_Activity_
In the records below, find the line that contains "Detect camouflage pants." and the line that contains "Detect sunglasses. Return", then retype exactly those two lines and every line between them.

_Data entries_
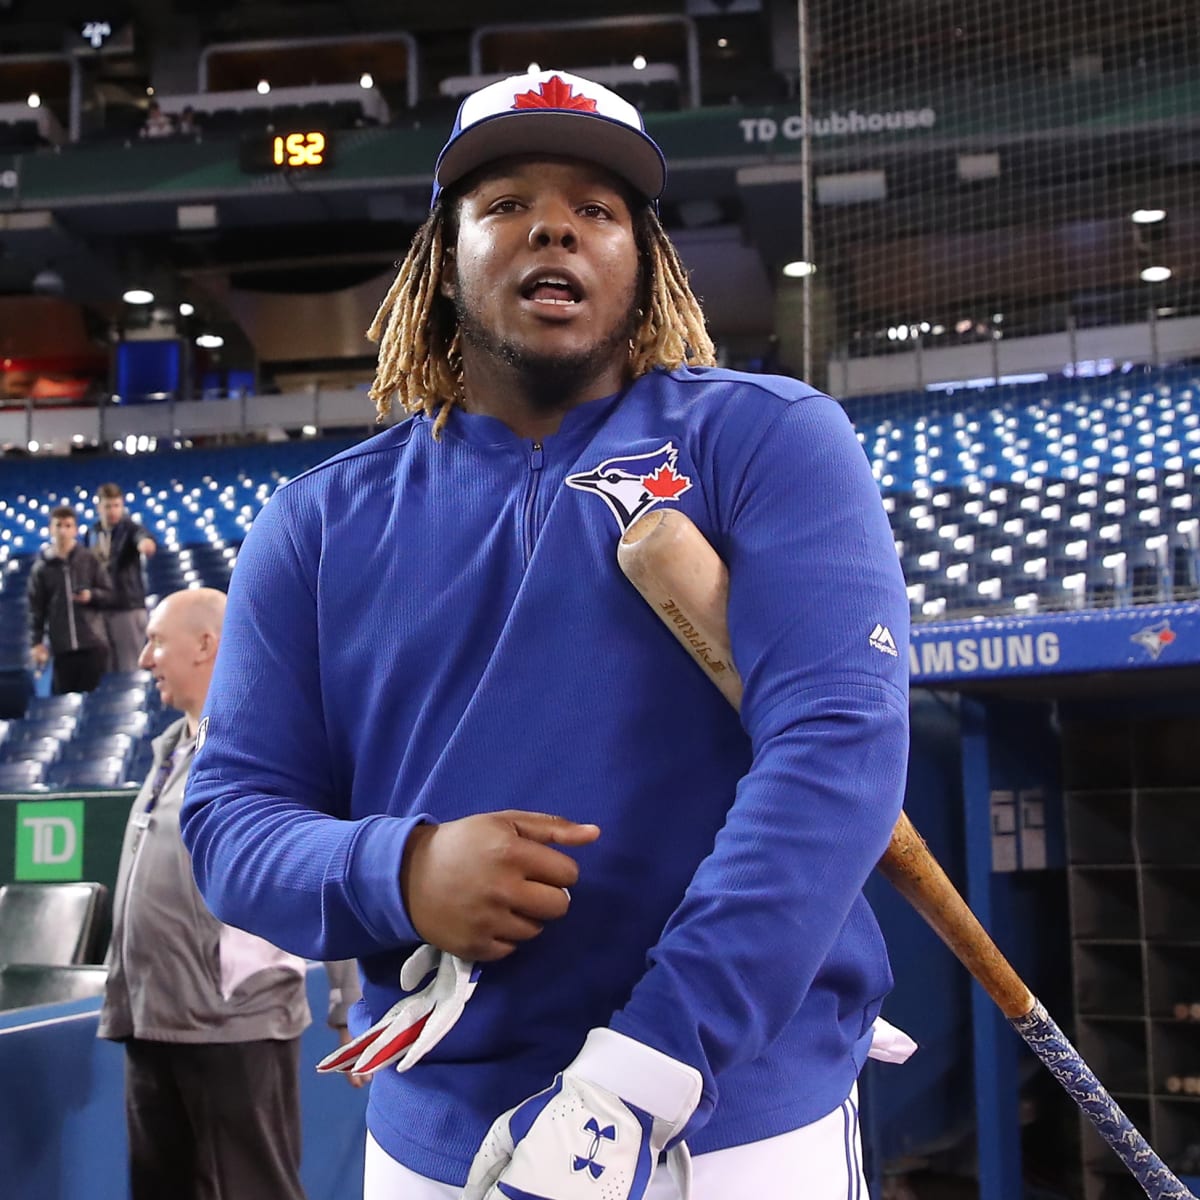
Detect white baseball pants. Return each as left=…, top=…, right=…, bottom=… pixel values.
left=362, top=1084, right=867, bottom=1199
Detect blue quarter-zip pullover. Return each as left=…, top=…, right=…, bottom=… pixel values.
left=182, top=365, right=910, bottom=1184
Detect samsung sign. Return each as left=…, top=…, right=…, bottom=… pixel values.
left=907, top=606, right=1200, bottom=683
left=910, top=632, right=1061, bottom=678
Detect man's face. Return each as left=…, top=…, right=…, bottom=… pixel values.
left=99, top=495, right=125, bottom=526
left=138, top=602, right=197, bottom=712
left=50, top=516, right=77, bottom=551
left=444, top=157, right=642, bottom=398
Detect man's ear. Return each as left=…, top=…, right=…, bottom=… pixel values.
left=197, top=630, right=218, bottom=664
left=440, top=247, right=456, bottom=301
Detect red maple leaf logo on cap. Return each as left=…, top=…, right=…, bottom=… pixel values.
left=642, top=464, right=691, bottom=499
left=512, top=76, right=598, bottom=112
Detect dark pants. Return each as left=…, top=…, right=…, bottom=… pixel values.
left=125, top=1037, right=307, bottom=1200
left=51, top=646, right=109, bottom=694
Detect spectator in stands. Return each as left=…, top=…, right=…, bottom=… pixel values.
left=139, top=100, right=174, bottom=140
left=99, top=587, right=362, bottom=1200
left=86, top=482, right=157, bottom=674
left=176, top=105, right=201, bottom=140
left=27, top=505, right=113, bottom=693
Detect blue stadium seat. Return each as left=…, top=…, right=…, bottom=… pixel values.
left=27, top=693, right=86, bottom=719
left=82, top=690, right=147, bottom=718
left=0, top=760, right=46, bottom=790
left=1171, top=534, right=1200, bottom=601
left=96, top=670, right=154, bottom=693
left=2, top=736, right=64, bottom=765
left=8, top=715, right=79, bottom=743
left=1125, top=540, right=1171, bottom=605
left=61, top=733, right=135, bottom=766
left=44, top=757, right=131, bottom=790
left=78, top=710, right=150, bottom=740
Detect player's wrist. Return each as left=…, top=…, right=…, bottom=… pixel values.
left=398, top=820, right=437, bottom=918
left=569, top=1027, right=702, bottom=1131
---
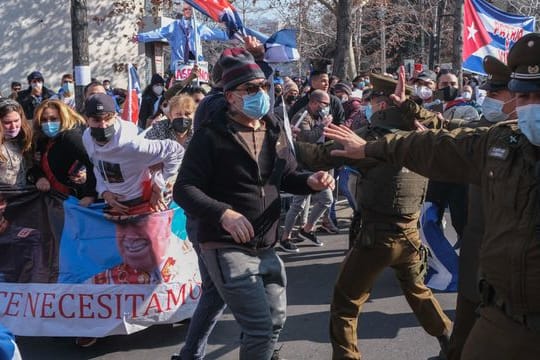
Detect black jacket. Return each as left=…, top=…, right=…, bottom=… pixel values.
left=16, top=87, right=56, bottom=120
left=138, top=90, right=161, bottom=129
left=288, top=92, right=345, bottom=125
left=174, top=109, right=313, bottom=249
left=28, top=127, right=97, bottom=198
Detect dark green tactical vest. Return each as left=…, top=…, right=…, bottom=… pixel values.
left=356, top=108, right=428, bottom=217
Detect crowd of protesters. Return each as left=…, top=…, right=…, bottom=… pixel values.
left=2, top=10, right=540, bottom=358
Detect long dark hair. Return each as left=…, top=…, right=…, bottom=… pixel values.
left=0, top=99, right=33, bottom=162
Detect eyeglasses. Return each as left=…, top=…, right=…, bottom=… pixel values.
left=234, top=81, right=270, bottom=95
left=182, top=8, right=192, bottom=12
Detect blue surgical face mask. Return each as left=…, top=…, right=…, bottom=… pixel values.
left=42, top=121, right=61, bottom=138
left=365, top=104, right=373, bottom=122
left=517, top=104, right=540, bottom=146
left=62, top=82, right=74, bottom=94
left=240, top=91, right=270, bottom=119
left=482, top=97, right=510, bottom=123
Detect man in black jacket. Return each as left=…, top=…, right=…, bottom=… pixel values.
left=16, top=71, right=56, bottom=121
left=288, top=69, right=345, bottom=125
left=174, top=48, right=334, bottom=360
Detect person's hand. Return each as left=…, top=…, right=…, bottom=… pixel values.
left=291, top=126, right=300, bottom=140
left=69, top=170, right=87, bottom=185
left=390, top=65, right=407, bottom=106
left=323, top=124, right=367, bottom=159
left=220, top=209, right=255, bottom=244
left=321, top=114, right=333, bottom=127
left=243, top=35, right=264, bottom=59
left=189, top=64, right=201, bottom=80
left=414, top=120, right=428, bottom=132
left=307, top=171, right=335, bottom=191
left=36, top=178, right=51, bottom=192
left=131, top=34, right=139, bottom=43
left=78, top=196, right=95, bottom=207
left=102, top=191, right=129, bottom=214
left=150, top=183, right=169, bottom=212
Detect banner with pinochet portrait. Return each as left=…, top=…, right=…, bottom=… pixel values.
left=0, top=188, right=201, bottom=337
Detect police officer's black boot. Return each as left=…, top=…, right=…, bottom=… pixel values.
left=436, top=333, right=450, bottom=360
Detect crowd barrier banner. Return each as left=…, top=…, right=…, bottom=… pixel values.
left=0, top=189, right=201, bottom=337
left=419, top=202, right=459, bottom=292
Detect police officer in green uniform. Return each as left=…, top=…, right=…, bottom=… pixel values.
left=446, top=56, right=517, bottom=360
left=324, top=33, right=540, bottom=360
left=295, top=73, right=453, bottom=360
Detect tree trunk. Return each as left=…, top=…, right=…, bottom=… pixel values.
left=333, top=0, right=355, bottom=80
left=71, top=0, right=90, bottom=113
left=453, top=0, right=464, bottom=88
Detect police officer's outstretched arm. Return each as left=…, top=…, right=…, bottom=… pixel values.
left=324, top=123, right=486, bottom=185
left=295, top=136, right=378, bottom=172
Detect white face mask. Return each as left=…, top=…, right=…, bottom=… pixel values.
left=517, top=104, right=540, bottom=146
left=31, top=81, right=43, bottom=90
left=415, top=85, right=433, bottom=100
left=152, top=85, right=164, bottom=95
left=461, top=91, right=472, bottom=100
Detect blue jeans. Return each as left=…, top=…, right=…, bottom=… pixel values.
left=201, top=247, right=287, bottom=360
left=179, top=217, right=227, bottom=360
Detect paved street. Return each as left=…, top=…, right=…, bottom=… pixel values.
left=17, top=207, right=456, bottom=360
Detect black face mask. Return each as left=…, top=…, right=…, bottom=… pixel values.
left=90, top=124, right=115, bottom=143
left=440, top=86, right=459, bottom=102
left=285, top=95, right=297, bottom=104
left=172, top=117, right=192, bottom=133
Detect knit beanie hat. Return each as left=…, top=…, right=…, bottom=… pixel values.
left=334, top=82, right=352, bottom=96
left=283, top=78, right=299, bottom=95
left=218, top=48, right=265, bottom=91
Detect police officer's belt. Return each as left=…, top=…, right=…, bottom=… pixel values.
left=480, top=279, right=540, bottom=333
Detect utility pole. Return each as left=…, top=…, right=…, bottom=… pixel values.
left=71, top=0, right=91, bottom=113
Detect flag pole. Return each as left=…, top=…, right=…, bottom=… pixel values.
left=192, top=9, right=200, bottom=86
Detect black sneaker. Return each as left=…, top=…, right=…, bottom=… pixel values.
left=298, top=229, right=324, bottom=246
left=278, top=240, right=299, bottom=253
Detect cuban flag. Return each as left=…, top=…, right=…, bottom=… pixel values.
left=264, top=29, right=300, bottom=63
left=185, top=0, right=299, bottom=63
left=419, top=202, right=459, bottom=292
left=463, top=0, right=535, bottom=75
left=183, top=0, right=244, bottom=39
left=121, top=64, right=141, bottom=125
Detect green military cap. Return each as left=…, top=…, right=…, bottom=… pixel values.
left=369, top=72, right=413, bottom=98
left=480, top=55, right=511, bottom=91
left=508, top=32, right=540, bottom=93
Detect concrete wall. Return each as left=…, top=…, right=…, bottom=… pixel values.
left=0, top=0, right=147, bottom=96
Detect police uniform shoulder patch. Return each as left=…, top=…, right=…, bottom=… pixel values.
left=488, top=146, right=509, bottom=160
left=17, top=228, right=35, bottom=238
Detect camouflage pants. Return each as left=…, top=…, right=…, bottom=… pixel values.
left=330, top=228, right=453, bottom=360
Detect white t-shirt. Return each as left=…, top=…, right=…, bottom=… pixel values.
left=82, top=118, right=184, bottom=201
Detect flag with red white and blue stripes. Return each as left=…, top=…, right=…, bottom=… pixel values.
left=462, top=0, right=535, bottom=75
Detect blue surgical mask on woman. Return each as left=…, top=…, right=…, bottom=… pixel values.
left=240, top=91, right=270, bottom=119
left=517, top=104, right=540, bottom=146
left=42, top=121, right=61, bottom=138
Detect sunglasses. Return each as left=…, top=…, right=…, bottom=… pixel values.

_Answer to this exercise_
Detect camouflage pants. Return each as left=…, top=…, right=…, bottom=… pixel values.
left=330, top=228, right=453, bottom=360
Detect white t-shirt. Return each as left=…, top=…, right=…, bottom=… pixel values.
left=82, top=118, right=184, bottom=201
Detect flag with red white and blue stripes. Return each as left=…, top=…, right=…, bottom=… pixel values.
left=462, top=0, right=535, bottom=75
Detect blue surgical mask on woman. Return each as left=…, top=…, right=…, bottom=… pixel values.
left=240, top=91, right=270, bottom=119
left=517, top=104, right=540, bottom=146
left=42, top=121, right=61, bottom=138
Detect sunglasses. Return each as left=…, top=…, right=…, bottom=… pixel values.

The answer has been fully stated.